Fragmento seleccionado:
......

Una cadena es tan fuerte como su eslabón más débil, y la de producción alimentaria no ha logrado poner freno real a quienes abusan de la necesidad de vender alimentos perecederos. Si no se venden en cierto momento, se pudren. Reducir la burocracia puede ser necesario, aunque no es lo mismo el papeleo para un cooperativista que para el asesor fiscal de la Casa de Alba, mucho más aventajado a la hora de captar nuevas ayudas verdes, donde los pequeños vuelven a estar en desventaja. El campo es poliédrico. Poner aranceles a productos extranjeros se plantea como otra medida, pero tiene como obstáculo el libre mercado y los intereses cruzados de los países de la UE (el textil español, por ejemplo, hace años que perdió esa batalla). Atacar el problema no es fácil, pero con un debate sereno y matizado que no debe aplazarse más, Europa y los gobiernos que la conforman tienen la obligación de encontrar puntos de encuentro para que la producción alimentaria sea más justa. Von der Leyen ha dado este martes alguna muestra de reacción.

En este río revuelto, que deja imágenes de gran potencia plástica y apela a un colectivo necesitado de atención, aparecen cada día en teles y redes mesías vegetales que profetizan el ensañamiento de “los tecnócratas” de Bruselas contra los intereses de los españoles honrados de verdad. Hablan de una guerra de las ciudades contra el campo, culpan a la Agenda 2030 –con sus 169 objetivos– de casi todos los males, a la progresía o a las ecodictaduras. Auguran ruinas, batallas y despensas vacías haciendo un paradigma de los urbanitas contra los rurales y la rebelión de los últimos. Hacen política y ajuste de cuentas ideológico, pese a que en la gestión agraria entran desde las comunidades autónomas con su distinto color hasta la Unión Europea.

Entre el difícil dilema de elegir el campo u otras cosas, los agricultores tienen la sensación de que llevamos tiempo eligiendo otras cosas (no molestar a los fuertes de la cadena, no romper la seguridad jurídica, no entorpecer los intereses comerciales y políticos con otros países). Sin embargo, las convocatorias supuestamente espontáneas, la conexión de los lemas más radicales con el negacionismo climático, algunos líderes ultra encabezando, instrumentalizando y simplificando una protesta variada, diversa y profunda no va a ayudar, sino a contribuir a que –después de tirarnos a la cabeza leyes, jueces y fiscales– nos tiremos las frutas y las legumbres. Hay espacio para dialogar y mejorar de manera inmediata las condiciones, siempre que el ruido de los más interesados en hacer una enmienda a la totalidad a España, Bruselas o las políticas verdes no ensordezcan y arrastren a la furia sin pragmatismo al campo, utilizando una inflación de siempres y nuncas. Hay unas elecciones decisivas en cuatro meses en el corazón de Europa, que debe reaccionar ya y no dejar que tomen las riendas los más extremistas.

......

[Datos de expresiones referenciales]
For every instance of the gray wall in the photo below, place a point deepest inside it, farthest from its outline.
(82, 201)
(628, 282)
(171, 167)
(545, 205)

......

Qué debes hacer:
- a) Edita el fragmento seleccionado: reescribe la parte que empieza con las palabras que contienen "En este río" y termina con "la Unión Europea.", sustituyendo "mesías vegetales" por "salvadores rurales".
- b) Indica, por favor, cuántos objetivos tiene la Agenda 2030 según el fragmento seleccionado.

Resultados de tareas:
- a)
En este río revuelto, que deja imágenes de gran potencia plástica y apela a un colectivo necesitado de atención, aparecen cada día en teles y redes salvadores rurales que profetizan el ensañamiento de “los tecnócratas” de Bruselas contra los intereses de los españoles honrados de verdad. Hablan de una guerra de las ciudades contra el campo, culpan a la Agenda 2030 –con sus 169 objetivos– de casi todos los males, a la progresía o a las ecodictaduras. Auguran ruinas, batallas y despensas vacías haciendo un paradigma de los urbanitas contra los rurales y la rebelión de los últimos. Hacen política y ajuste de cuentas ideológico, pese a que en la gestión agraria entran desde las comunidades autónomas con su distinto color hasta la Unión Europea.

- b) 169 objetivos.